▸ **ABOUT THIS EXERCISE**
Return exactly the lines from the one that contains "Can you find the utility" up to the last line of the listing, and nothing else.

▸ **AVAILABLE DATA**
++++++++++++++++++++
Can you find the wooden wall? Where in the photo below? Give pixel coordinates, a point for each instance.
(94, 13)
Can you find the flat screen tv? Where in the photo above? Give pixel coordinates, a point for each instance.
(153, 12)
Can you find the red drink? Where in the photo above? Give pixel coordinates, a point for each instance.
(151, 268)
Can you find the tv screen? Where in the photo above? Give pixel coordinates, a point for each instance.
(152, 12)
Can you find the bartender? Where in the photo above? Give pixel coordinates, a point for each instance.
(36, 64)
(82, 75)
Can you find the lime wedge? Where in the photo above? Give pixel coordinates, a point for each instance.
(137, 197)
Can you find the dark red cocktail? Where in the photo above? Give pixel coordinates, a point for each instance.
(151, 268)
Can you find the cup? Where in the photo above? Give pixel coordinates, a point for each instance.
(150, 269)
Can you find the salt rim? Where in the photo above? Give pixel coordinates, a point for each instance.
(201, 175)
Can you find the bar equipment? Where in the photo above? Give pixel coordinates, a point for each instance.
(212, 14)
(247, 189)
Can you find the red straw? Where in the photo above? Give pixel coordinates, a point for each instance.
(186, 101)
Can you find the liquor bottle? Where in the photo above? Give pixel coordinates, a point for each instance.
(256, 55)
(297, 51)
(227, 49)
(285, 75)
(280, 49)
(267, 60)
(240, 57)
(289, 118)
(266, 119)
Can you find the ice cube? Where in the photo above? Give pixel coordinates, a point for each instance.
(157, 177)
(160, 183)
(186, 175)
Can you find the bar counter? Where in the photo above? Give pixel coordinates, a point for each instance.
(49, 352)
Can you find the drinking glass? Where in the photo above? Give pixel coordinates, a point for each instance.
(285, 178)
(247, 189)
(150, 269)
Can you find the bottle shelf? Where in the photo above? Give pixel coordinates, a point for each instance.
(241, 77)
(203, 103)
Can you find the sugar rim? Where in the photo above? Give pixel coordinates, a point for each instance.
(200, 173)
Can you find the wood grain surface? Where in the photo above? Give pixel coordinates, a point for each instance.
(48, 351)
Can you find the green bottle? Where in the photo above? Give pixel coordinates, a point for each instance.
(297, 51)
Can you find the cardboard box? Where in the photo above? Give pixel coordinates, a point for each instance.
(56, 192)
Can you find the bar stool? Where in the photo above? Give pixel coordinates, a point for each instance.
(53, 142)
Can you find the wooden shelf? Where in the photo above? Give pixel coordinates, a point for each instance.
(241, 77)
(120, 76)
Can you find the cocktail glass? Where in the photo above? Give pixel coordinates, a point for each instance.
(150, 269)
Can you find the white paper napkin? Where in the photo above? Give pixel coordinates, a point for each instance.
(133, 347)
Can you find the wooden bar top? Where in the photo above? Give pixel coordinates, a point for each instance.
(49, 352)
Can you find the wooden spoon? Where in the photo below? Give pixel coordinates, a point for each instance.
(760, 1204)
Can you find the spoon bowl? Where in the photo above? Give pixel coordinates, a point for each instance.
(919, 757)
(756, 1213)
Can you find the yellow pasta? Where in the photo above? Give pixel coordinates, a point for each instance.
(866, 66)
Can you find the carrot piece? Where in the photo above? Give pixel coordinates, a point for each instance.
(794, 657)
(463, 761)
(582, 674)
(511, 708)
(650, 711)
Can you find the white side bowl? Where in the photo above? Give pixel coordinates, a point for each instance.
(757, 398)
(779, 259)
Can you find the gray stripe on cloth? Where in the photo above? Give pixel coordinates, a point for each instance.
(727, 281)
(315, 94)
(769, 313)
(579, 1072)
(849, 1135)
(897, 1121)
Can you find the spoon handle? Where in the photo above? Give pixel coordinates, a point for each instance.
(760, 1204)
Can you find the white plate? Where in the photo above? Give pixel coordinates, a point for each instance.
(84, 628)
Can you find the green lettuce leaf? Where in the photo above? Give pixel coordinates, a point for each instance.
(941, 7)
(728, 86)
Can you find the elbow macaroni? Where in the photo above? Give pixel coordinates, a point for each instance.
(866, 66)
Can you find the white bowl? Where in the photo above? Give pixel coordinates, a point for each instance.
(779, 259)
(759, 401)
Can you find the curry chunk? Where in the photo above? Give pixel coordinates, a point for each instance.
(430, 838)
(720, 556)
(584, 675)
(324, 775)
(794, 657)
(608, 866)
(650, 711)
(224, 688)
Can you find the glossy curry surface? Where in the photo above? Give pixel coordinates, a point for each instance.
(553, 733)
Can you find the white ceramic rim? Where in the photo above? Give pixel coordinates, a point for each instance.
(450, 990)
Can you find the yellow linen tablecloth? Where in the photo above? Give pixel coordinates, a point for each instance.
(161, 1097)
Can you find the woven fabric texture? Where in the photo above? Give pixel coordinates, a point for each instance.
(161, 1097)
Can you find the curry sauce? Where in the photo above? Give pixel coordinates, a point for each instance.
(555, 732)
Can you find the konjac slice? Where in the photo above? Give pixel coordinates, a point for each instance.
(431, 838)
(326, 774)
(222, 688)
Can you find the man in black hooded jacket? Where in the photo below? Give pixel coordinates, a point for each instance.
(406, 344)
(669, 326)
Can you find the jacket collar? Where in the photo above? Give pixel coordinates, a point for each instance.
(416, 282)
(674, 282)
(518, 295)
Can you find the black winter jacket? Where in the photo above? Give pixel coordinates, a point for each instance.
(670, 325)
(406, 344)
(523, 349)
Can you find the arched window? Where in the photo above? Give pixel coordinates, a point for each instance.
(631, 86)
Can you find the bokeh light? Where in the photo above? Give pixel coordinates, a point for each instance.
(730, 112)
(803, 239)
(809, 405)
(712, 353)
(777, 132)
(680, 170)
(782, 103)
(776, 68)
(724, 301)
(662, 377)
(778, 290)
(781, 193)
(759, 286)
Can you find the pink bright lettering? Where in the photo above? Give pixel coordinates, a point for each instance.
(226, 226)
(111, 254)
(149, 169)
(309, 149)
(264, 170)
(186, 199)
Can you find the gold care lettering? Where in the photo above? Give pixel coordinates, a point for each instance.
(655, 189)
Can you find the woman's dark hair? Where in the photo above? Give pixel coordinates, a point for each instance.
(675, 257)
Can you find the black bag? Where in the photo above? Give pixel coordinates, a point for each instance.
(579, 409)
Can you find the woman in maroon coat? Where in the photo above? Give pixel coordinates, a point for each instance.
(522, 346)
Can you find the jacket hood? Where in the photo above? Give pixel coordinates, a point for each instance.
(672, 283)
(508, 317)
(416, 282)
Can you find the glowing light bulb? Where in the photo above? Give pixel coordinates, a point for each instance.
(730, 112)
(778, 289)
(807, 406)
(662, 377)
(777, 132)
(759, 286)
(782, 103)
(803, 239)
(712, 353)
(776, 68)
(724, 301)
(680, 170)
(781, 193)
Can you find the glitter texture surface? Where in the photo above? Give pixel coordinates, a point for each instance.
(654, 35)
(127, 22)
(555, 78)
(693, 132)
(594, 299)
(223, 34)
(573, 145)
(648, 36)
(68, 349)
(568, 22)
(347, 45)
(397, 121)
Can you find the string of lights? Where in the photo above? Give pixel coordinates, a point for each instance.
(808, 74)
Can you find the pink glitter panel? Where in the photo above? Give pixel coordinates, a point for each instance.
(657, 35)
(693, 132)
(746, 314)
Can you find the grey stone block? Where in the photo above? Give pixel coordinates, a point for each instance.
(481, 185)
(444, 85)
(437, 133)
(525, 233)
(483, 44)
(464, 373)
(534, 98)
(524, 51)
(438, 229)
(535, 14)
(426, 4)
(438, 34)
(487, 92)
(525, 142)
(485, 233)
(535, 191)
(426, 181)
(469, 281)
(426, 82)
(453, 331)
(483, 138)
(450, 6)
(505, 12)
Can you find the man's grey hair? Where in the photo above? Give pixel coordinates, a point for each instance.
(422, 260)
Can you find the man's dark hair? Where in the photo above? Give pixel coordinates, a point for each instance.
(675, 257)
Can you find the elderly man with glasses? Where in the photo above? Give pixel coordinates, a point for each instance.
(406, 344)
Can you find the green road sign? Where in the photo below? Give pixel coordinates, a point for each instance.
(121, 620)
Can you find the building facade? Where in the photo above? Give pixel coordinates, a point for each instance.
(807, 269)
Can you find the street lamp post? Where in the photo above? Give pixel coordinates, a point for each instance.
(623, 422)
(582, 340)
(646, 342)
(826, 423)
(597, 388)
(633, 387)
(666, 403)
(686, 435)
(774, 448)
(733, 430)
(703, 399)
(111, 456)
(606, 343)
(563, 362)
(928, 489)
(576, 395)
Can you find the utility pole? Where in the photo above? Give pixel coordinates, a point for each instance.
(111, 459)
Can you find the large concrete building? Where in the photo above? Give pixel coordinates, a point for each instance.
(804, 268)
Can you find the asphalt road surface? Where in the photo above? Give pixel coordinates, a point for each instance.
++++++++++++++++++++
▸ **SOLUTION FOR THIS PROBLEM**
Can you find the utility pole? Where in the photo above? Give pixel coordinates, a point for each instance.
(111, 459)
Can you find the large concrete building? Where in the photo above? Give pixel coordinates, a point for each instance.
(804, 268)
Can you find the asphalt road surface? Where in the photo above? Give pixel coordinates, a point for each instance.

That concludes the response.